### Jobs
#1 Reproduce the mailing list post word for word, in its entirety.
#2 Locate every line in the entries that contains the string "white" and copy each one. Matching is case-sensitive.

— start Passage to read —

[tor-dev] New Proposal 306: A Tor Implementation of IPv6 Happy Eyeballs

neel at neelc.org neel at neelc.org
Thu Jul 11 00:37:03 UTC 2019


I'm really sorry about the delay in responding to your review. I was 
busy with an internship (unrelated to Tor, but still related to 
security) and was out a lot in my "free time".

I have implemented your requested changes and the GitHub PR is here: 

Hopefully I have not missed anything.

Most of these changes you (Iain and Teor) suggested sound good. I'm not 
a huge fan of preferring IPv4 in the case of tunneled IPv6 connections 
(reason: we stay with IPv4 longer than we should), but understand why 
you have it (reason: better network performance) and have added this 
change anyways.


Neel Chauhan

On 2019-07-02 07:15, teor wrote:
> Hi Iain,
> Thanks for your review!
>> On 2 Jul 2019, at 19:39, Iain Learmonth <irl at torproject.org> wrote:
>> Signed PGP part
>> Hi,
>> My comments are inline.

— end Passage to read —
— start Records provided —

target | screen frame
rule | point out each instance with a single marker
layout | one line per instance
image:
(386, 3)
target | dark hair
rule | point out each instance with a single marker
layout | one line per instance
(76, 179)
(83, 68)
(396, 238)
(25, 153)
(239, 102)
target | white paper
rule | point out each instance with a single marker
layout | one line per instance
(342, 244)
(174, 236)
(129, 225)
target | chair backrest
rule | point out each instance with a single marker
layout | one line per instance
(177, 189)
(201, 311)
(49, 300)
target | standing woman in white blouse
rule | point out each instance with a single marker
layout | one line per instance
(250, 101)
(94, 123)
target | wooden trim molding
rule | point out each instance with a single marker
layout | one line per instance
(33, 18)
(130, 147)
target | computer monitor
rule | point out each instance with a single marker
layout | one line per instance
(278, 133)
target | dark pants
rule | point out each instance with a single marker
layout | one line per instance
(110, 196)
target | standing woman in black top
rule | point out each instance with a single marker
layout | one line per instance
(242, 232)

— end Records provided —

### Solutions to the exercise
#1
[tor-dev] New Proposal 306: A Tor Implementation of IPv6 Happy Eyeballs

neel at neelc.org neel at neelc.org
Thu Jul 11 00:37:03 UTC 2019


I'm really sorry about the delay in responding to your review. I was 
busy with an internship (unrelated to Tor, but still related to 
security) and was out a lot in my "free time".

I have implemented your requested changes and the GitHub PR is here: 

Hopefully I have not missed anything.

Most of these changes you (Iain and Teor) suggested sound good. I'm not 
a huge fan of preferring IPv4 in the case of tunneled IPv6 connections 
(reason: we stay with IPv4 longer than we should), but understand why 
you have it (reason: better network performance) and have added this 
change anyways.


Neel Chauhan

On 2019-07-02 07:15, teor wrote:
> Hi Iain,
> Thanks for your review!
>> On 2 Jul 2019, at 19:39, Iain Learmonth <irl at torproject.org> wrote:
>> Signed PGP part
>> Hi,
>> My comments are inline.

#2
target | white paper
target | standing woman in white blouse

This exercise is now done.